[Point-per-instance localization data]
____________________

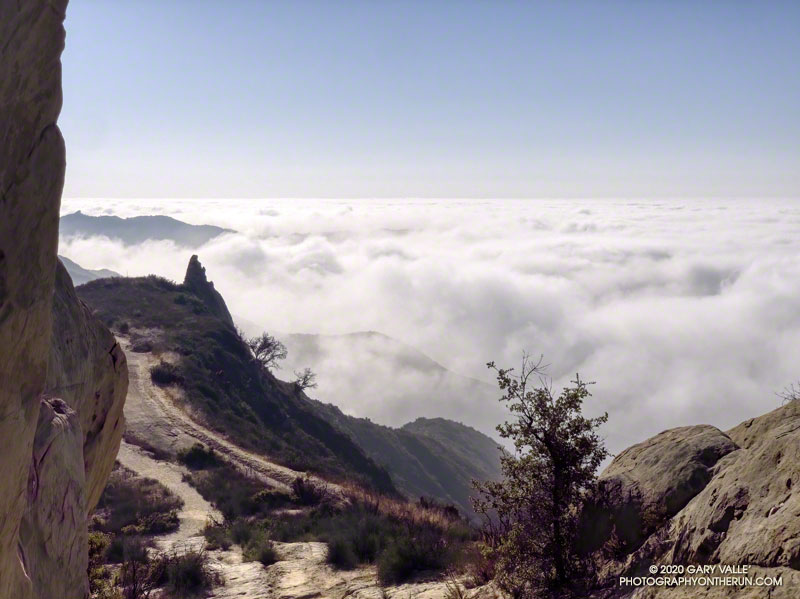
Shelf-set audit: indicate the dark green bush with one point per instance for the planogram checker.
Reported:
(259, 548)
(198, 457)
(134, 505)
(184, 573)
(407, 556)
(341, 554)
(241, 532)
(165, 373)
(306, 492)
(217, 536)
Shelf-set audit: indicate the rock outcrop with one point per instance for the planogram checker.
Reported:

____________________

Exercise objective ▸ Retype every record as it stands. None of the pictures should appear.

Exercise response ▸
Shelf-set audit: indicate the dark green bush with one point per instance for the planogram checker.
Reported:
(259, 548)
(198, 457)
(134, 505)
(184, 573)
(407, 556)
(341, 554)
(241, 532)
(165, 373)
(306, 492)
(217, 536)
Shelf-set audit: indicate the rock outcrop with one point per instance for the planogram checker.
Reported:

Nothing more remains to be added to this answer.